• STATED TASK
Which lines of the data below contain the string "front"? Pull out each of them, treating uppercase and lowercase as different.
+===+
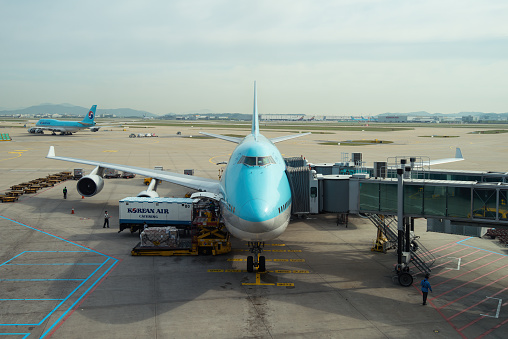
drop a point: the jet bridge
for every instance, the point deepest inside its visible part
(462, 202)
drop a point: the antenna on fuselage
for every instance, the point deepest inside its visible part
(255, 118)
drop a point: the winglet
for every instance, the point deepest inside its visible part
(458, 153)
(90, 116)
(51, 153)
(255, 118)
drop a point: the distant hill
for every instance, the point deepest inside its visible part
(68, 109)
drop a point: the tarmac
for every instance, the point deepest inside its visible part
(63, 275)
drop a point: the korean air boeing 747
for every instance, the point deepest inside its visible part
(254, 192)
(66, 127)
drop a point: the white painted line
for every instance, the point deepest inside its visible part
(498, 308)
(458, 264)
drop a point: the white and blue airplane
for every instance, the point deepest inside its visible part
(66, 127)
(254, 192)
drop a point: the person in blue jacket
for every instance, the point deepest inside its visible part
(425, 288)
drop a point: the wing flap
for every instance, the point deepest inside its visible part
(288, 137)
(224, 137)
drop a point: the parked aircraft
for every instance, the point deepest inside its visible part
(66, 127)
(254, 192)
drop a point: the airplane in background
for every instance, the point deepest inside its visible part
(66, 127)
(253, 192)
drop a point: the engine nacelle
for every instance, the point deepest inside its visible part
(90, 185)
(148, 194)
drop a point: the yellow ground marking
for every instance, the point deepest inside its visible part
(214, 162)
(19, 154)
(258, 281)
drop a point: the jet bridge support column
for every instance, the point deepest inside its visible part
(400, 215)
(402, 270)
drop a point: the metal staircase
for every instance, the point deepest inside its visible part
(421, 258)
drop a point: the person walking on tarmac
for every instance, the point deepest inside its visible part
(425, 285)
(106, 219)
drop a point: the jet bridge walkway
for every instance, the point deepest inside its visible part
(469, 202)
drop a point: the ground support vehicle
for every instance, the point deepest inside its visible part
(134, 212)
(206, 235)
(111, 173)
(128, 175)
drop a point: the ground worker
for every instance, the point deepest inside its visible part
(106, 219)
(425, 288)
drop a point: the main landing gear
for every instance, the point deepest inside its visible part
(257, 260)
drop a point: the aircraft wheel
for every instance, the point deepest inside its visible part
(405, 279)
(250, 264)
(262, 266)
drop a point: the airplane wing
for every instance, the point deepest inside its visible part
(458, 157)
(224, 137)
(287, 137)
(197, 183)
(52, 129)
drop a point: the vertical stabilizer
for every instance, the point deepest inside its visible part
(255, 117)
(90, 116)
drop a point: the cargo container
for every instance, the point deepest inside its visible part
(134, 212)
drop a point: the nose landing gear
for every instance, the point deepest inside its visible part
(257, 260)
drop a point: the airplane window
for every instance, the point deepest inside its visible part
(256, 161)
(250, 161)
(263, 161)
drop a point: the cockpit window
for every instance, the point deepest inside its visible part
(256, 161)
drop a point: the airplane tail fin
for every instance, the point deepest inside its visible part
(90, 116)
(255, 116)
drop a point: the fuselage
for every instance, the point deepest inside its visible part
(256, 203)
(62, 126)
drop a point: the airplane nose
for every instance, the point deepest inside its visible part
(256, 210)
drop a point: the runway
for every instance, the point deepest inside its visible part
(63, 276)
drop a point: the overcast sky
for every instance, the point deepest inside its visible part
(341, 57)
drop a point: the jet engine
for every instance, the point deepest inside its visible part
(148, 194)
(90, 185)
(150, 191)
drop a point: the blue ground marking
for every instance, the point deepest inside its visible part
(478, 248)
(25, 334)
(108, 264)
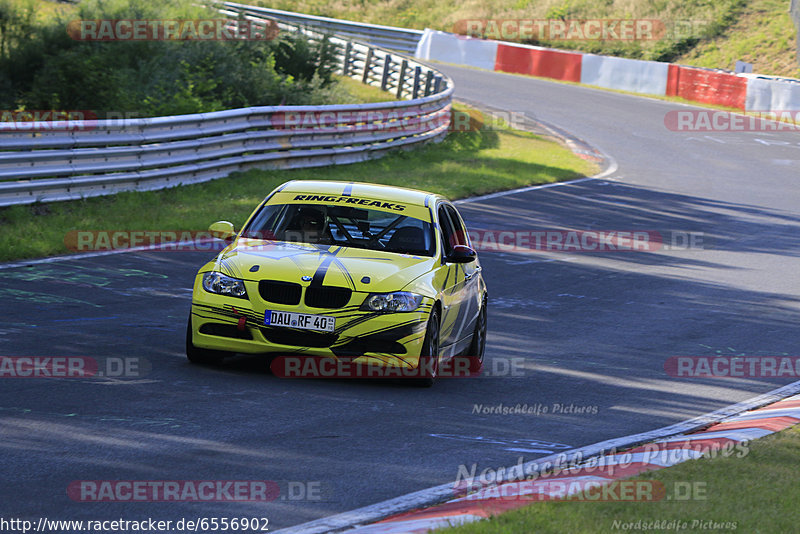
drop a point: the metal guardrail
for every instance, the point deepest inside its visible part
(390, 37)
(105, 157)
(794, 11)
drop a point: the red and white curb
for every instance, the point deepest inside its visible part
(596, 472)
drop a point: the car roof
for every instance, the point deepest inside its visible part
(361, 189)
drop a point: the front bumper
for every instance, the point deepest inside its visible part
(232, 324)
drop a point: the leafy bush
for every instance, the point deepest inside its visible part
(42, 67)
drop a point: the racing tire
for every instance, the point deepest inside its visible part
(200, 356)
(429, 355)
(477, 347)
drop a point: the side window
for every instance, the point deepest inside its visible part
(447, 231)
(460, 233)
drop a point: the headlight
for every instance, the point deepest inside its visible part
(389, 302)
(215, 282)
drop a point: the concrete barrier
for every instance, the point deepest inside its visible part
(645, 77)
(772, 95)
(451, 48)
(707, 86)
(538, 61)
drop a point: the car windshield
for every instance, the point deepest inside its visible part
(331, 224)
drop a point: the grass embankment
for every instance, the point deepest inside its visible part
(759, 492)
(758, 31)
(465, 164)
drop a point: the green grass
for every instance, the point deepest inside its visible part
(760, 492)
(465, 164)
(763, 35)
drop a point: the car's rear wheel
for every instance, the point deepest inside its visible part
(477, 348)
(429, 355)
(198, 355)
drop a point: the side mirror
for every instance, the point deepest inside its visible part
(461, 254)
(222, 230)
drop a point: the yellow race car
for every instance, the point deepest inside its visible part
(344, 272)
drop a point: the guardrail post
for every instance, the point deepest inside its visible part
(387, 65)
(347, 49)
(367, 62)
(428, 82)
(437, 85)
(402, 78)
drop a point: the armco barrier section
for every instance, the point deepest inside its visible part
(390, 37)
(452, 48)
(707, 86)
(40, 162)
(637, 76)
(538, 61)
(772, 95)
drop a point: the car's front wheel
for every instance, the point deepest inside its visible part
(198, 355)
(477, 348)
(429, 355)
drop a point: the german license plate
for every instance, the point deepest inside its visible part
(306, 321)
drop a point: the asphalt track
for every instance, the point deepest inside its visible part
(591, 330)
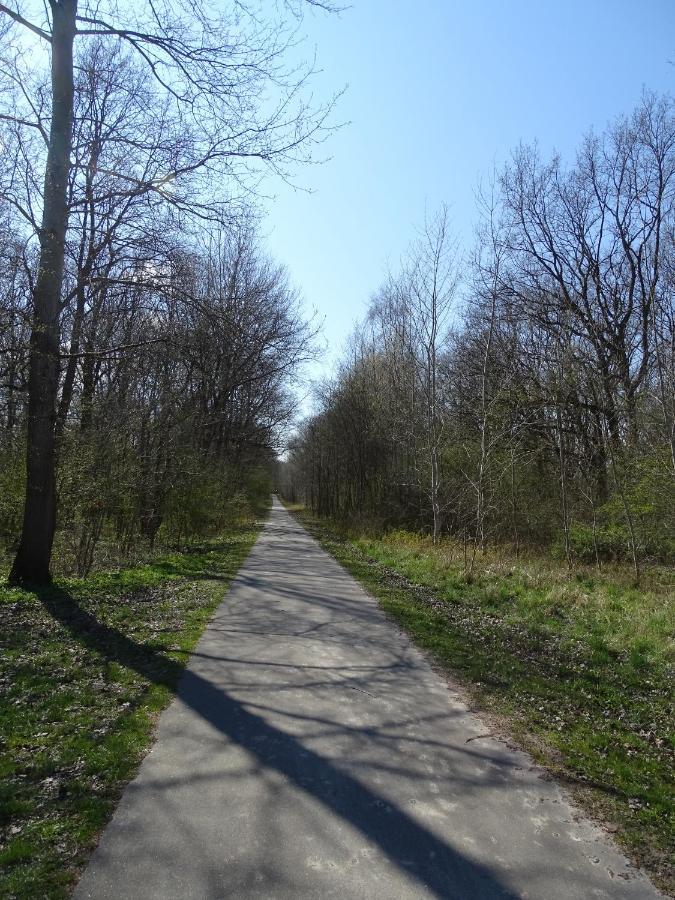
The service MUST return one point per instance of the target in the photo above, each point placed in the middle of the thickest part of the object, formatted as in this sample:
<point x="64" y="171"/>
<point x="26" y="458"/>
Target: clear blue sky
<point x="439" y="92"/>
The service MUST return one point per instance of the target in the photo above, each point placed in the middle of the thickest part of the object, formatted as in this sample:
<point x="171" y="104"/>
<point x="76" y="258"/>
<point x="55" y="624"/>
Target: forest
<point x="492" y="458"/>
<point x="148" y="342"/>
<point x="524" y="393"/>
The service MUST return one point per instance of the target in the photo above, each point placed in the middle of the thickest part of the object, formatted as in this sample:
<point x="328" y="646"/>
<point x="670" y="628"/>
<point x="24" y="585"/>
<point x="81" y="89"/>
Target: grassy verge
<point x="87" y="666"/>
<point x="577" y="668"/>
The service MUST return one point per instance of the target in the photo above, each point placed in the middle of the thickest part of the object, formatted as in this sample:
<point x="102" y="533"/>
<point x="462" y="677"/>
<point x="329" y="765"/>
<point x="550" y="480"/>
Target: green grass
<point x="577" y="667"/>
<point x="86" y="667"/>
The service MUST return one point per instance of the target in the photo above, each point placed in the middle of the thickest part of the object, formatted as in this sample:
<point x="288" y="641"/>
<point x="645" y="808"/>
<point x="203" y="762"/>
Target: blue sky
<point x="439" y="92"/>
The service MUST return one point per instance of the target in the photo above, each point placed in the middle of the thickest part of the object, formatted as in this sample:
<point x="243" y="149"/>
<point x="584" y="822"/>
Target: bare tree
<point x="210" y="73"/>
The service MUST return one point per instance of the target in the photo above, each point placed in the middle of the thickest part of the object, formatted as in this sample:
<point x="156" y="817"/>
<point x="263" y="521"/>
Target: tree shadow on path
<point x="426" y="859"/>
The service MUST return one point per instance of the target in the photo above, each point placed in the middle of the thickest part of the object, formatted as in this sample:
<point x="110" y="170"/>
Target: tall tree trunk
<point x="34" y="554"/>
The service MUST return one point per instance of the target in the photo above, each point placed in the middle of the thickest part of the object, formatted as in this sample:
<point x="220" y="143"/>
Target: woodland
<point x="493" y="457"/>
<point x="523" y="394"/>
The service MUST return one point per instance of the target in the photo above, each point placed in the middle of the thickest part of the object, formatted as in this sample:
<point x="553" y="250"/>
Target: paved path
<point x="313" y="753"/>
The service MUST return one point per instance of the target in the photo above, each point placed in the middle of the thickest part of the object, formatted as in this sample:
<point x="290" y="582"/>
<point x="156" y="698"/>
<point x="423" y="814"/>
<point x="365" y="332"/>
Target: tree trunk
<point x="34" y="554"/>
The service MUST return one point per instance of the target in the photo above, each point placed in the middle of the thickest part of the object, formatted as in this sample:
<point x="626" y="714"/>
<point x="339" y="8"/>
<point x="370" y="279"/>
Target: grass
<point x="87" y="666"/>
<point x="577" y="667"/>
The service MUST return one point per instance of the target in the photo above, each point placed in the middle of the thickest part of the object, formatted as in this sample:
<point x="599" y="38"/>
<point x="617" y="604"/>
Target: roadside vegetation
<point x="577" y="667"/>
<point x="87" y="665"/>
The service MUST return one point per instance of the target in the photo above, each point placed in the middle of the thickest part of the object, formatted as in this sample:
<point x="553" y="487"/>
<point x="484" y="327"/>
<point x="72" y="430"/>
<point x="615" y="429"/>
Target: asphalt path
<point x="313" y="752"/>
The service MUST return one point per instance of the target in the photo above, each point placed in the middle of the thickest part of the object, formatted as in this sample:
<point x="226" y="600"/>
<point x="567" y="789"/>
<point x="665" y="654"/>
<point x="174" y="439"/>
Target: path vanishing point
<point x="312" y="752"/>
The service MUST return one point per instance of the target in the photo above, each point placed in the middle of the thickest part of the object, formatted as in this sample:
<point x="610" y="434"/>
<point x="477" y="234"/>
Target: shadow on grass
<point x="439" y="867"/>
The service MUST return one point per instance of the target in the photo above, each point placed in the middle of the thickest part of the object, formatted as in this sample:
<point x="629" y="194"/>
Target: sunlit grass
<point x="75" y="721"/>
<point x="578" y="666"/>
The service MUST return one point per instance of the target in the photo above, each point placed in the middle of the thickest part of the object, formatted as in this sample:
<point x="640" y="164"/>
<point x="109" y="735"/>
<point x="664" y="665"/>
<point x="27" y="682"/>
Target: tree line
<point x="147" y="342"/>
<point x="525" y="394"/>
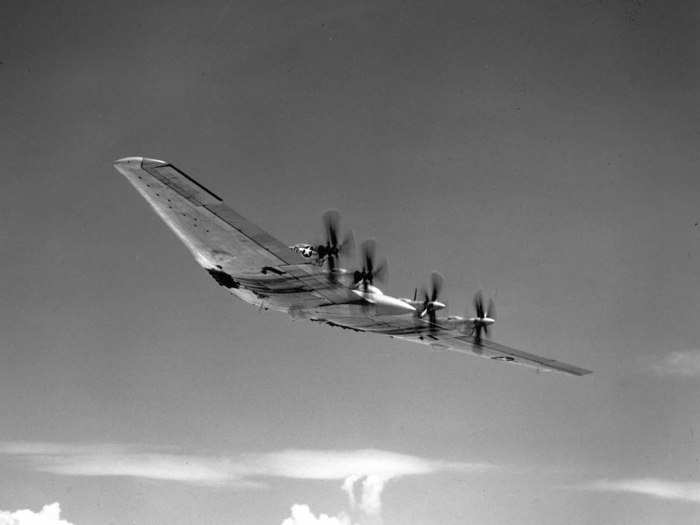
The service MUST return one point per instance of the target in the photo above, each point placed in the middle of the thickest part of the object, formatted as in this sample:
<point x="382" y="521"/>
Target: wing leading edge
<point x="232" y="249"/>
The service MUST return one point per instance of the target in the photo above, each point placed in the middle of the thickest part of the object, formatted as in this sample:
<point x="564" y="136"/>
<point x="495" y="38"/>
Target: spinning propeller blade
<point x="370" y="270"/>
<point x="483" y="319"/>
<point x="332" y="250"/>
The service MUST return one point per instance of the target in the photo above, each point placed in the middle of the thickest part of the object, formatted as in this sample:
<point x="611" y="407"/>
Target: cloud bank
<point x="302" y="515"/>
<point x="364" y="473"/>
<point x="684" y="363"/>
<point x="48" y="515"/>
<point x="657" y="488"/>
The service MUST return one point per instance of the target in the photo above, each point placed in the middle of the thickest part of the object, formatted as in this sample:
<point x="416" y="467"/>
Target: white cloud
<point x="658" y="488"/>
<point x="242" y="471"/>
<point x="302" y="515"/>
<point x="679" y="363"/>
<point x="364" y="472"/>
<point x="48" y="515"/>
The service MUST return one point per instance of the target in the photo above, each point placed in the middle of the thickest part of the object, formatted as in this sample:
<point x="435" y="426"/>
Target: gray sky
<point x="546" y="152"/>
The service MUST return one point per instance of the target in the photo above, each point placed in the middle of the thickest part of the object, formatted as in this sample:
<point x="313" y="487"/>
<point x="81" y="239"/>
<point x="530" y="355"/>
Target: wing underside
<point x="442" y="336"/>
<point x="236" y="252"/>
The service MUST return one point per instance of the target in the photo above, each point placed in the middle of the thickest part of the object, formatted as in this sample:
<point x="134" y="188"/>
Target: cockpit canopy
<point x="305" y="249"/>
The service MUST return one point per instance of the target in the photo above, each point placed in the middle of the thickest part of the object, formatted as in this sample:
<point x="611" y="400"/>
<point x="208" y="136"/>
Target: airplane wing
<point x="443" y="336"/>
<point x="499" y="352"/>
<point x="231" y="248"/>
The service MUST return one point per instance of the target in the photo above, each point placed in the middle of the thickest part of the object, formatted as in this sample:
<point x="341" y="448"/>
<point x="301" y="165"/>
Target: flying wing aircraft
<point x="305" y="280"/>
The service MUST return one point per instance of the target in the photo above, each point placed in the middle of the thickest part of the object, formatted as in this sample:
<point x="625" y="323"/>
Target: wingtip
<point x="138" y="162"/>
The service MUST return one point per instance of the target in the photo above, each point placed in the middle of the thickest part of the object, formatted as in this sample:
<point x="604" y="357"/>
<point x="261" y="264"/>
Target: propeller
<point x="370" y="270"/>
<point x="332" y="250"/>
<point x="484" y="318"/>
<point x="430" y="300"/>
+===+
• RESPONSE TO THIS TASK
drop a point: the front bumper
drop a point: the car's front wheel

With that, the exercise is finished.